The data below is to be copied exactly, line by line.

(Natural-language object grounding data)
::::::::
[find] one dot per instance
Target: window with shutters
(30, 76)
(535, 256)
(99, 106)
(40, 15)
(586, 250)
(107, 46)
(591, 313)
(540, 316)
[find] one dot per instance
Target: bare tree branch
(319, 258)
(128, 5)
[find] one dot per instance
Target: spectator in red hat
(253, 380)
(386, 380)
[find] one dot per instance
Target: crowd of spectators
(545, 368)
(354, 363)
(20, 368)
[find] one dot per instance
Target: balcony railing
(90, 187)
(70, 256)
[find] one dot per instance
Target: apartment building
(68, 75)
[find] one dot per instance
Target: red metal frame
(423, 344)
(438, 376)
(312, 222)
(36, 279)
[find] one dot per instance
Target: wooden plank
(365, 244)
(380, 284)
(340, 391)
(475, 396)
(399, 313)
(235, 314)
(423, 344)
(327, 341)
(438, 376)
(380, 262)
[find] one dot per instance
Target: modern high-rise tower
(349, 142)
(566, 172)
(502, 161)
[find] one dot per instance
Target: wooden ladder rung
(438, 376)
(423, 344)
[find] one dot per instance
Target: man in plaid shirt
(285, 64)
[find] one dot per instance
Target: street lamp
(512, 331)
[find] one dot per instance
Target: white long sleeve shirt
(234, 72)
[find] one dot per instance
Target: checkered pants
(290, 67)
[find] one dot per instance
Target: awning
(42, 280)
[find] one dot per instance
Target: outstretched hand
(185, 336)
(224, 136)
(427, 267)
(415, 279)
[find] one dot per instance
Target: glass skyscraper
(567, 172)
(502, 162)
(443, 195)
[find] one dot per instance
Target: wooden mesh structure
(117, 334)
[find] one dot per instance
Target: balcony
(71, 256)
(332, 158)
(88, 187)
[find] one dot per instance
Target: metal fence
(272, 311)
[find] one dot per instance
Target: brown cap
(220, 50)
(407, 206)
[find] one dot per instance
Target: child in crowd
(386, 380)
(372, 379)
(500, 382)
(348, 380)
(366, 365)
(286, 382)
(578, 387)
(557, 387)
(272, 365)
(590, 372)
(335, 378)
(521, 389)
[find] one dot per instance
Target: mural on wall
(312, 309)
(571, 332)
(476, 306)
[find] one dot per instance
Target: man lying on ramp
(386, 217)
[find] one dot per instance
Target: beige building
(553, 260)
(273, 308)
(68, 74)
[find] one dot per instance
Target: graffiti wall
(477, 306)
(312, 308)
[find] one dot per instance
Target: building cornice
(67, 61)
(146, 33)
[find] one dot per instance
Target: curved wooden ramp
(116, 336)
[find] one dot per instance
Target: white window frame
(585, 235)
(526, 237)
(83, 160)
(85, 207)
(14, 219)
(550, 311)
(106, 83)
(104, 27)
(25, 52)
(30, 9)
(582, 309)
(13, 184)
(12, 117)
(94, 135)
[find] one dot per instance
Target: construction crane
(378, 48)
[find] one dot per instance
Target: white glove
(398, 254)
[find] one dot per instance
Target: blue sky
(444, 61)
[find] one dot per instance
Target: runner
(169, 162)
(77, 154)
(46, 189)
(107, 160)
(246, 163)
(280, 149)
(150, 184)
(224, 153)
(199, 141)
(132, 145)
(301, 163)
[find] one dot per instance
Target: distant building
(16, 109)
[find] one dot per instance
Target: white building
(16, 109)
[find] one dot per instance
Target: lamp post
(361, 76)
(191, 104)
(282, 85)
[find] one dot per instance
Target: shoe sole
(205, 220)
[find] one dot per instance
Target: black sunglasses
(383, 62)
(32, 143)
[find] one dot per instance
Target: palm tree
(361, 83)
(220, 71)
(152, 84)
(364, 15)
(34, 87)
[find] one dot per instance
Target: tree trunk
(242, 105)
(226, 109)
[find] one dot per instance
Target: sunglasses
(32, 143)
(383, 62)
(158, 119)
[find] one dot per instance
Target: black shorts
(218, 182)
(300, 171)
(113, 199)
::::::::
§ **Answer area**
[find] one dot per instance
Target: window with shutters
(30, 76)
(535, 256)
(99, 106)
(40, 15)
(586, 250)
(107, 46)
(591, 313)
(540, 316)
[find] one dot per instance
Target: bare tree branch
(319, 258)
(128, 5)
[find] one dot per instance
Target: spectator in red hat
(253, 380)
(386, 380)
[find] one dot per instance
Target: crowd of spectators
(545, 368)
(354, 363)
(20, 368)
[find] one dot per instance
Target: balcony railing
(90, 187)
(70, 256)
[find] one dot per instance
Target: apartment building
(68, 75)
[find] one dot per instance
Target: red metal frame
(423, 344)
(438, 376)
(312, 222)
(36, 279)
[find] one dot per instance
Target: wooden plank
(365, 244)
(380, 284)
(340, 391)
(475, 396)
(399, 313)
(235, 314)
(423, 344)
(327, 341)
(438, 376)
(380, 262)
[find] one dot per instance
Target: modern high-rise tower
(349, 142)
(566, 172)
(502, 161)
[find] one dot per instance
Target: wooden ladder rung
(438, 376)
(423, 344)
[find] one dot per instance
Target: man in plaid shirt
(285, 64)
[find] one dot per instance
Target: street lamp
(512, 331)
[find] one dot per instance
Target: white long sleeve shirt
(234, 72)
[find] one dot per instance
Target: checkered pants
(290, 67)
[find] one dot per instance
Target: awning
(42, 280)
[find] one dot per instance
Target: outstretched hand
(185, 336)
(224, 136)
(427, 267)
(415, 279)
[find] one dot per instance
Target: glass skyscraper
(567, 172)
(502, 162)
(443, 195)
[find] one dot per instance
Target: wooden mesh structure
(117, 334)
[find] one dot per instance
Target: balcony
(71, 256)
(332, 158)
(88, 187)
[find] one dot per instance
Target: metal fence
(272, 311)
[find] one dot per instance
Target: brown cap
(220, 50)
(407, 206)
[find] one dot per instance
Target: child in crowd
(386, 380)
(372, 379)
(500, 382)
(348, 380)
(366, 365)
(286, 382)
(578, 387)
(557, 387)
(272, 365)
(590, 372)
(335, 378)
(521, 389)
[find] one dot per instance
Target: mural on wall
(312, 309)
(571, 332)
(476, 306)
[find] one dot per instance
Target: man lying on ramp
(386, 217)
[find] one dot per instance
Target: beige building
(553, 260)
(273, 308)
(68, 74)
[find] one dot per instance
Target: graffiti wall
(477, 306)
(312, 308)
[find] one dot per instance
Target: building cornice
(67, 61)
(146, 33)
[find] one dot per instance
Target: curved wooden ramp
(116, 336)
[find] one dot per instance
Target: white window frame
(585, 235)
(526, 237)
(83, 160)
(85, 207)
(14, 219)
(550, 311)
(106, 83)
(104, 27)
(25, 52)
(30, 9)
(582, 309)
(13, 184)
(12, 117)
(94, 135)
[find] one dot per instance
Target: construction crane
(378, 48)
[find] one dot per instance
Target: white glove
(398, 254)
[find] one dot per instance
Target: blue sky
(444, 61)
[find] one dot per instance
Target: runner
(169, 162)
(77, 154)
(46, 189)
(107, 160)
(246, 163)
(280, 149)
(150, 184)
(224, 153)
(199, 141)
(132, 145)
(301, 163)
[find] one dot per instance
Target: distant building
(16, 109)
[find] one dot per instance
Target: white building
(16, 109)
[find] one dot per instance
Target: lamp post
(361, 76)
(191, 104)
(282, 85)
[find] one dot per instance
Target: shoe sole
(205, 220)
[find] one dot per instance
Target: black sunglasses
(383, 62)
(32, 143)
[find] one dot per instance
Target: palm tree
(361, 83)
(220, 71)
(152, 84)
(364, 15)
(34, 87)
[find] one dot per instance
Target: tree trunk
(242, 105)
(226, 109)
[find] one dot per instance
Target: sunglasses
(32, 143)
(383, 62)
(158, 119)
[find] one dot per instance
Target: black shorts
(218, 182)
(300, 171)
(113, 199)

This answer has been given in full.